Needed from the entries below: every line that holds the word "segment".

[Record excerpts Boundary: Start]

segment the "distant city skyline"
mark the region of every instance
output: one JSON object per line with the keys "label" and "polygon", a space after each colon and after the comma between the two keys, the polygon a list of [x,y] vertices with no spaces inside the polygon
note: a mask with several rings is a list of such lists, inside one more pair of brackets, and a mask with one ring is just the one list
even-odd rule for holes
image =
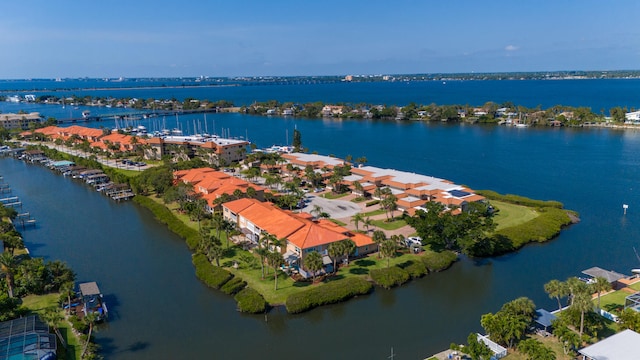
{"label": "distant city skyline", "polygon": [[636,70],[640,2],[12,1],[1,79]]}

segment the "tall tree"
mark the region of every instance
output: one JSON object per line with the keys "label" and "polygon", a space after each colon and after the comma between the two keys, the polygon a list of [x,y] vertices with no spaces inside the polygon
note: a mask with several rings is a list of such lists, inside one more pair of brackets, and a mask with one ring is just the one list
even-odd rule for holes
{"label": "tall tree", "polygon": [[380,258],[380,256],[382,255],[380,253],[380,245],[387,240],[387,235],[385,235],[385,233],[382,230],[375,230],[373,232],[373,236],[371,237],[371,240],[373,240],[374,243],[376,243],[376,245],[378,246],[378,258]]}
{"label": "tall tree", "polygon": [[291,142],[293,151],[300,152],[302,150],[302,134],[297,128],[293,129],[293,141]]}
{"label": "tall tree", "polygon": [[602,276],[598,276],[592,284],[592,287],[593,290],[598,293],[598,310],[600,310],[600,294],[611,290],[611,283]]}
{"label": "tall tree", "polygon": [[332,242],[327,247],[327,253],[329,254],[329,257],[331,258],[331,260],[333,260],[333,272],[334,273],[336,273],[338,271],[338,268],[336,266],[336,262],[337,262],[338,258],[340,256],[342,256],[342,252],[343,252],[343,244],[342,244],[341,241]]}
{"label": "tall tree", "polygon": [[284,263],[284,259],[280,252],[274,251],[267,255],[267,262],[273,267],[273,280],[275,282],[274,290],[278,290],[278,269]]}
{"label": "tall tree", "polygon": [[356,243],[351,239],[344,239],[340,241],[342,248],[342,255],[344,255],[345,260],[347,261],[347,266],[349,265],[349,256],[353,255],[356,251]]}
{"label": "tall tree", "polygon": [[549,295],[550,298],[555,298],[556,300],[558,300],[558,310],[562,310],[560,298],[569,295],[567,286],[562,281],[553,279],[544,284],[544,291]]}
{"label": "tall tree", "polygon": [[588,292],[579,292],[573,295],[571,300],[571,307],[580,312],[580,339],[582,339],[582,333],[584,331],[584,314],[593,310],[593,303],[591,302],[591,294]]}
{"label": "tall tree", "polygon": [[87,347],[91,342],[91,333],[93,332],[93,326],[98,321],[98,315],[94,312],[89,312],[84,316],[84,322],[89,325],[89,334],[87,335],[87,341],[84,343],[84,347],[82,348],[82,354],[80,354],[80,358],[84,358],[84,355],[87,352]]}
{"label": "tall tree", "polygon": [[390,260],[396,254],[396,241],[394,240],[384,240],[380,245],[380,251],[382,252],[382,256],[387,258],[387,269],[390,265]]}
{"label": "tall tree", "polygon": [[13,297],[13,275],[17,266],[18,262],[11,253],[3,252],[0,254],[0,269],[2,269],[7,281],[7,291],[10,298]]}
{"label": "tall tree", "polygon": [[364,215],[362,213],[356,213],[351,217],[351,222],[356,226],[356,231],[359,231],[358,225],[364,221]]}
{"label": "tall tree", "polygon": [[312,251],[304,257],[304,267],[311,272],[312,281],[316,281],[316,273],[322,269],[322,255],[317,251]]}

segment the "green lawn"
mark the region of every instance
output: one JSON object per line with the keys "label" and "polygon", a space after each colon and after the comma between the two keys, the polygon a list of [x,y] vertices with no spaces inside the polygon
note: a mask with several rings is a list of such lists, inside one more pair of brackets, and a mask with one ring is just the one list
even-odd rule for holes
{"label": "green lawn", "polygon": [[393,220],[391,222],[387,222],[386,220],[372,220],[371,224],[384,230],[397,230],[406,226],[407,222],[404,220]]}
{"label": "green lawn", "polygon": [[[613,305],[621,305],[624,307],[624,300],[629,294],[626,291],[618,290],[614,291],[607,295],[600,296],[600,307],[607,310],[610,309]],[[598,298],[593,300],[594,304],[598,303]]]}
{"label": "green lawn", "polygon": [[640,291],[640,281],[635,283],[635,284],[629,285],[629,287],[632,288],[635,291]]}
{"label": "green lawn", "polygon": [[362,213],[362,215],[363,215],[364,217],[367,217],[367,216],[376,216],[376,215],[382,215],[382,214],[384,214],[384,209],[378,209],[378,210],[373,210],[373,211],[369,211],[369,212],[364,212],[364,213]]}
{"label": "green lawn", "polygon": [[350,193],[348,193],[348,192],[342,193],[342,194],[335,194],[333,192],[328,192],[328,193],[325,193],[324,195],[322,195],[322,197],[326,198],[326,199],[339,199],[339,198],[345,197],[345,196],[347,196],[349,194]]}
{"label": "green lawn", "polygon": [[535,210],[526,206],[496,200],[491,200],[491,205],[500,210],[493,218],[493,221],[497,224],[496,230],[520,225],[538,217],[538,213]]}
{"label": "green lawn", "polygon": [[[29,309],[31,313],[43,314],[45,309],[49,307],[58,307],[58,299],[60,294],[47,294],[47,295],[29,295],[22,298],[22,306]],[[60,309],[60,312],[63,310]],[[59,324],[60,333],[67,343],[67,349],[58,341],[58,359],[60,360],[76,360],[80,359],[82,354],[82,345],[78,338],[71,330],[71,324],[67,321],[62,321]]]}
{"label": "green lawn", "polygon": [[[542,337],[538,335],[530,335],[530,338],[534,338],[547,347],[550,347],[551,350],[556,354],[556,360],[572,360],[574,359],[570,355],[565,355],[564,350],[562,348],[562,344],[556,339],[555,336]],[[528,357],[519,353],[516,350],[509,350],[509,355],[505,356],[503,359],[506,360],[527,360]]]}

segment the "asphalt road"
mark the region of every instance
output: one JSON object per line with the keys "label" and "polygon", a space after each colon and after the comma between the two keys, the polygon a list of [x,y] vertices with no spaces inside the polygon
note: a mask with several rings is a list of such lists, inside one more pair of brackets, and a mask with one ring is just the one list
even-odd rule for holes
{"label": "asphalt road", "polygon": [[319,205],[322,211],[328,213],[333,219],[350,217],[361,211],[360,207],[351,201],[329,200],[313,194],[308,194],[305,199],[306,206],[302,211],[311,213],[314,205]]}

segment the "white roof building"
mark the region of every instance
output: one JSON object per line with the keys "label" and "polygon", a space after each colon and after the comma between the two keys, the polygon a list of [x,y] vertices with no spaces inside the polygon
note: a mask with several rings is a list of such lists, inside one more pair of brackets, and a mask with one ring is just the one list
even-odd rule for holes
{"label": "white roof building", "polygon": [[640,358],[640,334],[624,330],[578,352],[583,360],[637,360]]}

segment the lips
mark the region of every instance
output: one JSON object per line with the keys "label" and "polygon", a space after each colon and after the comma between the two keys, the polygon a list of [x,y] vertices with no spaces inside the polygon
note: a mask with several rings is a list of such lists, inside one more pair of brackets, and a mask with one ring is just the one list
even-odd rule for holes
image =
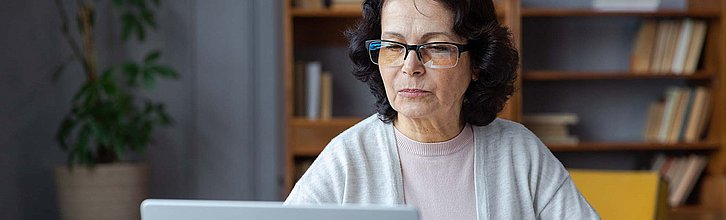
{"label": "lips", "polygon": [[431,92],[423,89],[401,89],[398,90],[398,94],[404,97],[416,98],[430,94]]}

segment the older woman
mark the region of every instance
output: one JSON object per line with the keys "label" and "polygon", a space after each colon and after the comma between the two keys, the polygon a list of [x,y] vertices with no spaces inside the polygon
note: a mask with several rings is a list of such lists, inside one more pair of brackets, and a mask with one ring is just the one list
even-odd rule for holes
{"label": "older woman", "polygon": [[411,204],[422,219],[598,219],[562,164],[496,119],[518,55],[491,0],[366,0],[347,33],[377,114],[334,138],[286,203]]}

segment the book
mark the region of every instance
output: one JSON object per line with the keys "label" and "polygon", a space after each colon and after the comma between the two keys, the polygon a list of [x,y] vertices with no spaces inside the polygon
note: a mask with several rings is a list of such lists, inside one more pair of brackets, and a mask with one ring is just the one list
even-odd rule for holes
{"label": "book", "polygon": [[696,122],[696,131],[695,131],[695,140],[698,141],[701,139],[701,135],[706,131],[706,127],[708,126],[708,118],[711,115],[711,92],[707,88],[702,88],[704,95],[704,101],[700,110],[700,113],[698,113],[698,121]]}
{"label": "book", "polygon": [[650,70],[657,25],[656,20],[645,20],[640,25],[633,53],[630,56],[630,70],[634,73],[643,73]]}
{"label": "book", "polygon": [[661,120],[663,119],[663,102],[653,102],[648,107],[648,113],[646,114],[646,122],[643,129],[643,139],[646,141],[658,140],[658,130],[661,126]]}
{"label": "book", "polygon": [[653,56],[651,57],[650,61],[650,67],[648,68],[650,72],[653,73],[660,73],[660,67],[663,65],[663,59],[665,56],[665,50],[667,48],[666,43],[668,41],[668,32],[669,32],[669,22],[666,21],[658,21],[658,25],[656,27],[656,37],[655,37],[655,45],[653,47]]}
{"label": "book", "polygon": [[324,71],[320,78],[320,119],[333,118],[333,76]]}
{"label": "book", "polygon": [[307,92],[307,89],[305,88],[305,85],[306,85],[305,62],[303,62],[303,61],[295,62],[294,68],[295,68],[295,70],[294,70],[295,72],[293,75],[293,78],[294,78],[293,86],[295,87],[295,89],[294,89],[295,95],[293,98],[295,99],[294,100],[295,107],[294,107],[293,111],[296,116],[305,116],[305,115],[307,115],[307,113],[306,113],[307,107],[305,106],[305,103],[306,103],[305,95]]}
{"label": "book", "polygon": [[693,88],[688,89],[688,95],[686,97],[686,109],[681,117],[681,123],[678,126],[678,137],[676,138],[678,141],[685,141],[686,140],[686,127],[688,126],[688,119],[691,115],[691,112],[693,111],[693,102],[696,98],[696,91]]}
{"label": "book", "polygon": [[688,45],[686,60],[683,64],[683,73],[686,75],[691,75],[696,72],[698,61],[701,58],[703,44],[706,40],[707,28],[705,21],[697,20],[693,22],[693,33],[690,44]]}
{"label": "book", "polygon": [[691,104],[691,111],[688,114],[688,118],[686,119],[686,129],[683,135],[683,140],[685,142],[696,142],[698,141],[698,129],[696,128],[698,125],[698,122],[700,120],[701,115],[705,114],[704,107],[706,100],[706,95],[708,93],[708,89],[705,87],[697,87],[694,91],[693,95],[693,103]]}
{"label": "book", "polygon": [[574,113],[537,113],[522,117],[524,124],[577,124],[580,120]]}
{"label": "book", "polygon": [[680,20],[664,20],[664,23],[668,25],[666,31],[665,48],[663,50],[663,62],[658,68],[659,73],[670,73],[671,67],[673,66],[673,57],[676,53],[676,43],[678,42],[678,34],[680,33],[681,21]]}
{"label": "book", "polygon": [[683,160],[685,162],[683,163],[682,174],[676,180],[678,181],[677,186],[673,189],[669,198],[671,206],[683,205],[707,164],[707,159],[704,156],[690,155],[683,158]]}
{"label": "book", "polygon": [[663,107],[663,117],[660,120],[660,128],[658,129],[658,142],[667,142],[670,129],[672,128],[673,117],[675,116],[676,108],[678,107],[678,96],[680,94],[680,88],[669,87],[666,89],[665,104]]}
{"label": "book", "polygon": [[580,143],[580,139],[567,135],[567,136],[537,136],[545,144],[561,144],[561,145],[576,145]]}
{"label": "book", "polygon": [[551,137],[566,137],[570,133],[567,129],[567,125],[561,124],[530,124],[526,126],[532,133],[538,137],[551,136]]}
{"label": "book", "polygon": [[691,96],[691,90],[688,88],[681,88],[678,92],[678,97],[676,101],[676,110],[673,112],[673,118],[671,123],[671,127],[669,129],[668,133],[668,139],[667,143],[676,143],[678,142],[678,137],[681,133],[681,129],[683,128],[683,118],[686,114],[686,109],[688,108],[688,102]]}
{"label": "book", "polygon": [[671,72],[675,74],[682,74],[685,69],[686,54],[688,53],[688,46],[691,43],[691,35],[693,33],[693,19],[687,18],[683,20],[680,33],[678,34],[678,41],[676,42],[676,51],[673,55],[673,65],[671,66]]}
{"label": "book", "polygon": [[320,77],[322,74],[320,62],[307,63],[305,73],[305,81],[307,82],[307,118],[317,120],[320,119]]}

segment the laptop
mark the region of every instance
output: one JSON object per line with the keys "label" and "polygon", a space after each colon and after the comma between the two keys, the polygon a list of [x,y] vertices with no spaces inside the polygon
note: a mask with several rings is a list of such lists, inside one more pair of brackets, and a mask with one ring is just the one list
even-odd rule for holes
{"label": "laptop", "polygon": [[141,220],[418,220],[411,206],[283,205],[282,202],[147,199]]}

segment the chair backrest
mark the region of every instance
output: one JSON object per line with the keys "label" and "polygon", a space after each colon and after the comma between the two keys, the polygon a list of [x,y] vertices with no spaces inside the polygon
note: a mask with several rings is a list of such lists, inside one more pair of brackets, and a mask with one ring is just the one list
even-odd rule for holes
{"label": "chair backrest", "polygon": [[602,219],[665,219],[668,187],[658,172],[570,169]]}

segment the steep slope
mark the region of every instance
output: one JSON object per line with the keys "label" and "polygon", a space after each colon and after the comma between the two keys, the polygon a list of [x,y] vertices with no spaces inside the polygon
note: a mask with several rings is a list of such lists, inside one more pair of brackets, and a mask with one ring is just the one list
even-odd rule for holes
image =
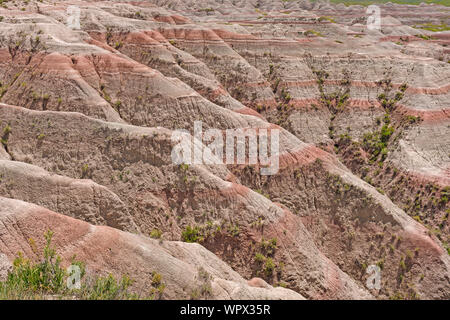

[Record excerpts Boundary: End]

* [Response]
segment the "distant city skyline"
segment the "tall tree"
segment the "green lawn"
segment the "asphalt road"
segment the "white roof building"
segment the lips
segment the older woman
segment the book
segment the laptop
segment the chair backrest
segment the steep slope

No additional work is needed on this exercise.